In the 13th century B.C.E., during the reign of Ramesses the Great (also known as Ramesses II), the old Hyksos capital of Avaris in the northeastern Delta was rebuilt and expanded under the new name of Pi-Ramesses (House of Ramesses). This could well have been one of the Biblical cities (named Pithom and Ramesses) that, according to Exodus 1:11, were built by the Israelites when they were enslaved.
In Egyptian records, great works of construction are often attributed to the ruling pharaoh. For many years, historians were content to follow this lead and credit kings with the labors of their lowly subjects. This at least provided a chronological context for the construction work. On occasion, however, the ancient records also name the “overseer of works,” the official who served as chief engineer or architect, and provide a sketchy biography that tells us how these people worked their way up to positions of such great importance. Two of these officials were even deified long after their death—Pharaoh Djoser’s architect Imhotep (Dynasty III) and Amenhotep son of Hapu (Dynasty XVIII).
Until now, the mid-level foremen and lowly laborers—who literally made history—failed to make it into the history books. Recently, however, archaeologists have begun to discover what life was like for these workers and their straw bosses.
Questions still remain about whether prisoners of war and other foreigners served as slaves during the New Kingdom (1550–1075 B.C.E.). But we should remember that the Biblical narrative describes the Israelites as leading very comfortable lives in Egypt. They are represented as being generally satisfied with their lot as immigrants for over four centuries, until an unnamed pharaoh takes it into his head to punish them. Even after their departure, many Israelites, we read over and over again, express regret at leaving.
The Israelites, together with other immigrants and native Egyptians, were probably liable to the corvée—a sort of national service, but one involving much that we would consider slave labor. Some of ancient Egypt’s greatest building projects—pyramids, temples, forts and cities—can be attributed to the corvée, as we know from graffiti found at mines and quarries.
The corvée system has been described as a WPA-style government project for providing gainful employment for an agricultural population during the inundation of the Nile. Service, however, was not always welcomed by the populace, as is gleaned from temple decrees and religious texts. Members of the temple staff received royal immunity from the corvée in this life, and they left figurines of servants in tombs to perform their work in the afterlife. The corvée system no doubt varied over time in intensity and cruelty. At least some of the Israelites were skilled in woodcarving, metalworking and textile production (Exodus 25–28); no doubt they would not have been pleased at being forced to make bricks (Exodus 1:13–14). And they would not have been alone in their dissatisfaction.
Although we have very little evidence about the working population of the northeast Delta during the Ramesside period, a contemporary site in Upper Egypt has yielded a treasure trove of information about the daily life of workers in ancient Egypt.

Source material:
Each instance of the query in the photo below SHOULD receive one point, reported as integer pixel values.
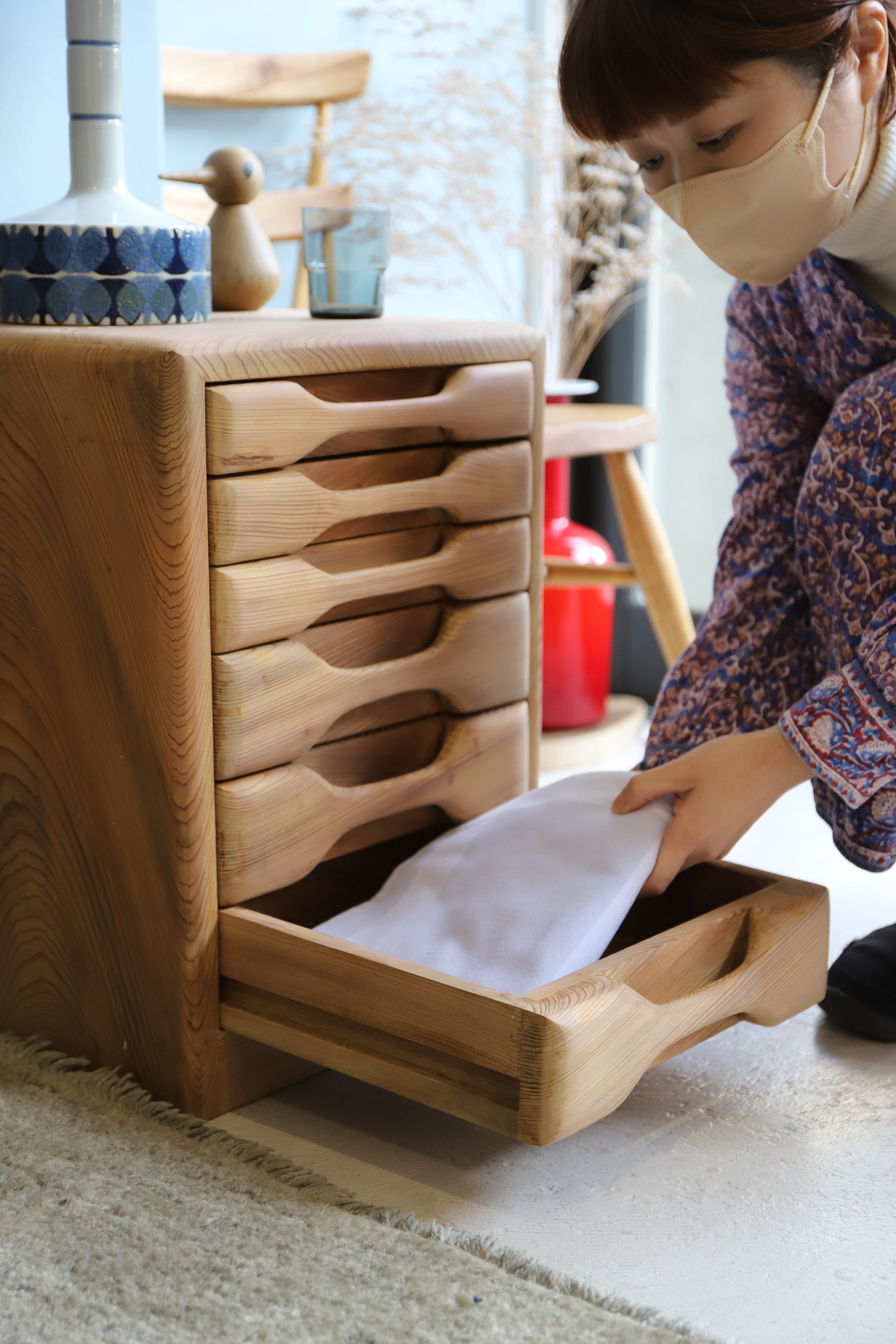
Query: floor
(748, 1186)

Stated exercise:
Transcribe the passage above about ancient Egyptian workers word for word. Begin at "Until now, the" and stop after "regret at leaving.".

Exercise response:
Until now, the mid-level foremen and lowly laborers—who literally made history—failed to make it into the history books. Recently, however, archaeologists have begun to discover what life was like for these workers and their straw bosses.
Questions still remain about whether prisoners of war and other foreigners served as slaves during the New Kingdom (1550–1075 B.C.E.). But we should remember that the Biblical narrative describes the Israelites as leading very comfortable lives in Egypt. They are represented as being generally satisfied with their lot as immigrants for over four centuries, until an unnamed pharaoh takes it into his head to punish them. Even after their departure, many Israelites, we read over and over again, express regret at leaving.